=== Цель задания ===
Прочитайте, пожалуйста, исходный текст ниже и назовите имя мальчика, который учился в одном классе с автором.

Читайте также:
|
|
Возьмем для примера самый тяжелый случай. Ребенок имеет действительный, несомненный и не поддающийся коррекции физический недостаток.
Когда я училась в школе, в нашем классе был мальчик по имени Юрик. Теперь я догадываюсь, что Юрик страдал последствиями детского церебрального паралича — тяжелого, практически неизлечимого заболевания, развивающегося в раннем детстве на основе различных внутриутробных нарушений и родовых травм. Но в детстве мы, разумеется, не знали диагнозов и видели только, что Юрик с трудом ходит и с трудом говорит. Интеллект Юрика был абсолютно сохранен. В то время подобные дети лечились и обучались в специальных местах (только сейчас в нашей стране — вслед за всеми цивилизованными странами — приходят к мысли, что таких детей нужно по возможности растить и обучать вместе с остальными. Это полезно не только для больных, но и для здоровых детей, так как развивает гуманизм и терпимость к инаковости). Можно только догадываться, каких трудов стоило родителям Юрика добиться того, чтобы их ребенка, имеющего такую грубую патологию, определили в нормальную школу. Но Юрик учился вместе с нами и удивительным образом вписывался в наш классный коллектив. Говорят, что дети, особенно маленькие, жестоки и бестактны. Мы и были такими. Но Юрик, соответствующим образом подготовленный родителями, нас такими и принимал.

=== Выдержки из листинга ===

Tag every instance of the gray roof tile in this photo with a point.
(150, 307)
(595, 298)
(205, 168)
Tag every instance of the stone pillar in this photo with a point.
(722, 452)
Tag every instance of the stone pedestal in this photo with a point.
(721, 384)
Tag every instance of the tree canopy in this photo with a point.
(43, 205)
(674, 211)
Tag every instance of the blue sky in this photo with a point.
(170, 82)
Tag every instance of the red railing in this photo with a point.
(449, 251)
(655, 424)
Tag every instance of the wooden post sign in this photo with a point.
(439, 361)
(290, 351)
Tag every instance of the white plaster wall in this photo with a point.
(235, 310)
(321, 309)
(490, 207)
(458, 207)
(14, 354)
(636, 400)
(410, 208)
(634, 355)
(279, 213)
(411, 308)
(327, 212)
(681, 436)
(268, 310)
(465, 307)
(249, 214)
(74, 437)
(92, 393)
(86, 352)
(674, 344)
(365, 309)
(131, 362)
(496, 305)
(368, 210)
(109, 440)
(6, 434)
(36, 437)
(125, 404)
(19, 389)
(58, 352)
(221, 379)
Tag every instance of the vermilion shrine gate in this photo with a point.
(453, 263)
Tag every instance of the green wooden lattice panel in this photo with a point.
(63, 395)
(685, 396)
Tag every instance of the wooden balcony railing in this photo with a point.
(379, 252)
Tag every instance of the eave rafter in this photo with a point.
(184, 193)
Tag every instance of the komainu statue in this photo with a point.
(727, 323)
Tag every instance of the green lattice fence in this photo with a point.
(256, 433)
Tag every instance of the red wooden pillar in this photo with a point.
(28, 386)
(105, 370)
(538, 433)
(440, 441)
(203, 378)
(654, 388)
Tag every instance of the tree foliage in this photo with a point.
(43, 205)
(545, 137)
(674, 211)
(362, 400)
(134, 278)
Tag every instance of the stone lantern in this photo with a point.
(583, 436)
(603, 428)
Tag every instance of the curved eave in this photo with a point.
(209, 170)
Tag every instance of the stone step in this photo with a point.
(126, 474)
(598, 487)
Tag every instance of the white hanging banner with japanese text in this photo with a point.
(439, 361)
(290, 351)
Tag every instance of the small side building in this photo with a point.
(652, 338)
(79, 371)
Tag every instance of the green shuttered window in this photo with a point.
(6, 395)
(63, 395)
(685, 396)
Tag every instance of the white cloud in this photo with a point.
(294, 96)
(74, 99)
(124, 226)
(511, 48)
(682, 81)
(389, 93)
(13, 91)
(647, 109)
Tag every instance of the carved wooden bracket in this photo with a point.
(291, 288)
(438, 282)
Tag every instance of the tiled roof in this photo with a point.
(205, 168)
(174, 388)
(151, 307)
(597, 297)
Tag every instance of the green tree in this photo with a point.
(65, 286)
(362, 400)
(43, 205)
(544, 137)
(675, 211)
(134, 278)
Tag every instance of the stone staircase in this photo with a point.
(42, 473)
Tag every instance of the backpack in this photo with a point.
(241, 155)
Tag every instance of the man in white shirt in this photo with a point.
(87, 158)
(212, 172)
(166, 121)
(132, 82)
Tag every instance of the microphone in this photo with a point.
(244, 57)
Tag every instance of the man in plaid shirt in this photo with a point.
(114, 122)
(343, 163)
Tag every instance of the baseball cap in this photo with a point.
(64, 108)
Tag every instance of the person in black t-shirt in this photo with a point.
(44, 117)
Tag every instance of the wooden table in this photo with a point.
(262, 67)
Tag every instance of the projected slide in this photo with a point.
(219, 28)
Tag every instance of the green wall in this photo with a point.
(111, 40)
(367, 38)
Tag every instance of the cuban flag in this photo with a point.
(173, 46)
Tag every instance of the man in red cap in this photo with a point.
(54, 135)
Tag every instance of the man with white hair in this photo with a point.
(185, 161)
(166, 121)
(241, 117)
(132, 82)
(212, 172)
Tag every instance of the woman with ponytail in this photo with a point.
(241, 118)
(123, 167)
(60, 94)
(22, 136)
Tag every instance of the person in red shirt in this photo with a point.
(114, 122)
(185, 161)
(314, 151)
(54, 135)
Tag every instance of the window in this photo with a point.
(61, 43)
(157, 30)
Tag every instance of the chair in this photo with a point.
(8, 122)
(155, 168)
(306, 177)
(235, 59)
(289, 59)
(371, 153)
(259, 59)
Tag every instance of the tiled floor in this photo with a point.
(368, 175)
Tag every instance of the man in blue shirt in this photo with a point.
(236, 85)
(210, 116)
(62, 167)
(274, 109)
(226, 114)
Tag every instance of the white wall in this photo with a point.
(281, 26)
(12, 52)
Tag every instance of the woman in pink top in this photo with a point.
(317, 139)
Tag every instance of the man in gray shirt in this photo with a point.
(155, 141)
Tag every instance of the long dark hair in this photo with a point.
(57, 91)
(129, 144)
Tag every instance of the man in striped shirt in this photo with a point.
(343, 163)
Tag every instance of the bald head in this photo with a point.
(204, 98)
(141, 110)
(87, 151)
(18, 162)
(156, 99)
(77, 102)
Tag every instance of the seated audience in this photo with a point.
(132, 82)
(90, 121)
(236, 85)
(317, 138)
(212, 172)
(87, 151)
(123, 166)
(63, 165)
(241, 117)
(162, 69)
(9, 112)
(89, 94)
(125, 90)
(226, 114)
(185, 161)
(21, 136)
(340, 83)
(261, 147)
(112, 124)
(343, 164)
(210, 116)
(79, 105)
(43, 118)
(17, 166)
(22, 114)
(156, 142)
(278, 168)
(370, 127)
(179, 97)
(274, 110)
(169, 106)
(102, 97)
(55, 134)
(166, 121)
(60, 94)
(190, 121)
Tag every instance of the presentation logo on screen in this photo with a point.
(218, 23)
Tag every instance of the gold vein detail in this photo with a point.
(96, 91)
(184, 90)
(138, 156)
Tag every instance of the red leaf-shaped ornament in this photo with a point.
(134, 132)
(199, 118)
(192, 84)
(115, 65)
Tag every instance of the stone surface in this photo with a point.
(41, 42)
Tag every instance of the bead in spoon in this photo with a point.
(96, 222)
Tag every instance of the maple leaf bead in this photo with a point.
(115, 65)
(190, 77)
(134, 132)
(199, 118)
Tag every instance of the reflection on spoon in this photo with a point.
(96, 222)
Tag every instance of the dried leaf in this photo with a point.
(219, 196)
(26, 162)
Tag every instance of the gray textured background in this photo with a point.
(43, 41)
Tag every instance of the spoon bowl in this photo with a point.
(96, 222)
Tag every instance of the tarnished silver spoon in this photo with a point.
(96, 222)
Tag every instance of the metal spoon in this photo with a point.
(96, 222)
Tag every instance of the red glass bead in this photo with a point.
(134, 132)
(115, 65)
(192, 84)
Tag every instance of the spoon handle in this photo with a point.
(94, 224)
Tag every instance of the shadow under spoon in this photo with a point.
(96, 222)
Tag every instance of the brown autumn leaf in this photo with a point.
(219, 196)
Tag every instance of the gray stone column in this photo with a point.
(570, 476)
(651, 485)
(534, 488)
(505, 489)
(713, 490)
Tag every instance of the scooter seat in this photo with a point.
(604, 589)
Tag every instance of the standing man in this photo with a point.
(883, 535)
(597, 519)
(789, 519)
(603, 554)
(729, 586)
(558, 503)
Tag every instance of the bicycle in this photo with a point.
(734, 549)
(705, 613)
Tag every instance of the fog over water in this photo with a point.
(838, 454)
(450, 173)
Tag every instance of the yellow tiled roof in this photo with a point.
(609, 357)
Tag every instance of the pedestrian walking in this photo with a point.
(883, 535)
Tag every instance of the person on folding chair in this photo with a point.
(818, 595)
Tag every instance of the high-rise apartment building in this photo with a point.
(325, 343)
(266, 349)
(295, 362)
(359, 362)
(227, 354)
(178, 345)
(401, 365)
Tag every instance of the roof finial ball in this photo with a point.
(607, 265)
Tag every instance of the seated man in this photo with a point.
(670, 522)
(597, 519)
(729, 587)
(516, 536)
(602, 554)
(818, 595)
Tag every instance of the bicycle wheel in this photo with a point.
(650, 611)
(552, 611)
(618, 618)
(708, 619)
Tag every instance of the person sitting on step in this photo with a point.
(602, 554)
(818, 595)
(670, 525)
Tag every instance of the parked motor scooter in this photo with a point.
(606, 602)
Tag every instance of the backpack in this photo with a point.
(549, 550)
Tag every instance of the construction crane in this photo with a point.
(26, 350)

=== Результат упражнения ===
Юрик.